* _Data for processing_:
* Start *

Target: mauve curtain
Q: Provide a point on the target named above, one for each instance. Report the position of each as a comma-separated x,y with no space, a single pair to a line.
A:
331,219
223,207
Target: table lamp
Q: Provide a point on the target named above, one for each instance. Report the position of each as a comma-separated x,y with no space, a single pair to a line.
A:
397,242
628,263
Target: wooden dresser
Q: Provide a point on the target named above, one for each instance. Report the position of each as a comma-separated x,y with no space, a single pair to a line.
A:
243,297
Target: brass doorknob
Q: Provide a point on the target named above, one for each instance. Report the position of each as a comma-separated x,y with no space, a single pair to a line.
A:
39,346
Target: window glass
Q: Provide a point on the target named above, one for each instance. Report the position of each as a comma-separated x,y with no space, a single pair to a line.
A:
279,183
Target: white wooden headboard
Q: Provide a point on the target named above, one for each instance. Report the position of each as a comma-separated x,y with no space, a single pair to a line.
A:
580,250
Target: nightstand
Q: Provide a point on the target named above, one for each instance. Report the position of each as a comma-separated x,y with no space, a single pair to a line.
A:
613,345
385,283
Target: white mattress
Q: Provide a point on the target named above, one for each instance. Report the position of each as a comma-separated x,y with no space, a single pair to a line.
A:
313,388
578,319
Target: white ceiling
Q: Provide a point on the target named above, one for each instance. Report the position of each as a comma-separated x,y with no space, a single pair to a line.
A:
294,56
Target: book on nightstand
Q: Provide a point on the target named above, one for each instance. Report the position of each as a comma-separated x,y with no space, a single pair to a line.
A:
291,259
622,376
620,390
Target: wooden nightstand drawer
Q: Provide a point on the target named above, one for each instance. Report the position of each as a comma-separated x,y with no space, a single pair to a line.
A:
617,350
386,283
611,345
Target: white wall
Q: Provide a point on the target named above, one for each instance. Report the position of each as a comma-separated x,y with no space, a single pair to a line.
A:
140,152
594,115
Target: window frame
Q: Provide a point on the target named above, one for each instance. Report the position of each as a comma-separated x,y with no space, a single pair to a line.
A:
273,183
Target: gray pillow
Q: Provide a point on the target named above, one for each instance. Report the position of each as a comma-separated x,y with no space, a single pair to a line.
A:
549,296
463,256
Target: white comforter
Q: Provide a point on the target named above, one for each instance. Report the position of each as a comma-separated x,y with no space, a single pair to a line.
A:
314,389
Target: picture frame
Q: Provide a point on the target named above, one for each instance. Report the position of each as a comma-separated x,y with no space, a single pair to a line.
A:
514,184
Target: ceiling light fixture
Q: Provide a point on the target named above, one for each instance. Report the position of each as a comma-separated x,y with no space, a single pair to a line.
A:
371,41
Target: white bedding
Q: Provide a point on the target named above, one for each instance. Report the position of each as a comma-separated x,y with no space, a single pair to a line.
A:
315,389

* End *

* _Problem to solve_:
Update the lines above by changing every "nightstand" to "bedside table" and leaving all else as it is.

* _Finished task_:
Target: mauve curtain
Q: Provide a point on the target named above, one for each instance. Report the position of each as a comma-separated x,y with no space, a single pair to a line.
A:
331,219
223,207
Target: table lamp
Q: Provide a point on the target named above, one for each instance. Report the position of each as a comma-separated x,y with no space, a single pair to a line.
A:
397,242
628,263
Target: wooden dresser
Q: Provide a point on the target named above, one for each instance. Report the position of each as a comma-separated x,y with no space, a single pair to a line.
A:
243,297
Target: brass doorknob
Q: Provide a point on the target named above, one for each instance. Report the position of each as a comma-separated x,y with no space, a single pair to a line.
A:
39,346
Target: window glass
Q: Provide a point on the target named above, one for each instance. Report the position of each as a comma-separated x,y with no space, a single pair to a line.
A:
279,183
Target: white wooden headboard
Q: Provide a point on the target named above, one for each instance. Report the position of each as a comma-separated x,y with no space, a single pair to a line.
A:
580,250
Target: bedside table
Q: Provide a point on the target named above, one for each instance. Report the position of each as a comma-separated x,y with no space, a single pair to a line.
A:
613,345
385,283
Target: white mattress
Q: Provide a point on the target named above, one for each instance. Report the position of each as a comma-separated x,y with no space, a single pair to a line.
A:
313,388
578,319
Target: white ceiling
Q: Provide a point on the target named above, one for each instance. Report the position of each as a comma-separated x,y with no space, a single pair to a line.
A:
294,56
Target: book on bedside table
Q: Provide a point on the target named above, one for each instance. Report the position of each as a comma-separated x,y with no space, a single pair to a line.
A:
291,259
622,376
620,390
Target: wooden bedside table drawer
Q: Provide a point on the target named above, one for each instance. Report the position of each as a comma-separated x,y with no space, a single pair to a line.
A:
617,350
386,283
611,345
Target: white wall
Q: Provide a point on the target named above, one for each instance. Report the position of each as a comma-separated x,y with no space, a single pair to a line.
A:
140,152
594,115
Target: window frame
Q: Provide a point on the target named above, one for each instance. Report the position of each as a comma-separated x,y with no space, a single pair to a line.
A:
273,183
Target: gray pillow
Q: Provide a point on the target named above, one for each instance. Report the position of each as a comma-separated x,y with no space, a single pair to a line.
A:
549,296
463,256
Target: white comforter
Q: Provide a point on the target named above, one for each instance. Report the position of each as a comma-separated x,y with no space, a single pair to a line.
A:
314,389
Target: picture frame
Q: Provide a point on the target named above, one for each instance. Report the position of each as a comma-separated x,y with no space, a single pair to a line.
A:
514,184
Target: ceiling light fixture
Q: Provide a point on the target named above, one for each instance. Report the position of each as a comma-separated x,y with no space, a single pair to a line.
A:
371,41
Target: white bedding
Q: Provide a point on the target named above, one for each instance. Report the position of each as a comma-separated x,y with no space, a single pair to a line.
A:
315,389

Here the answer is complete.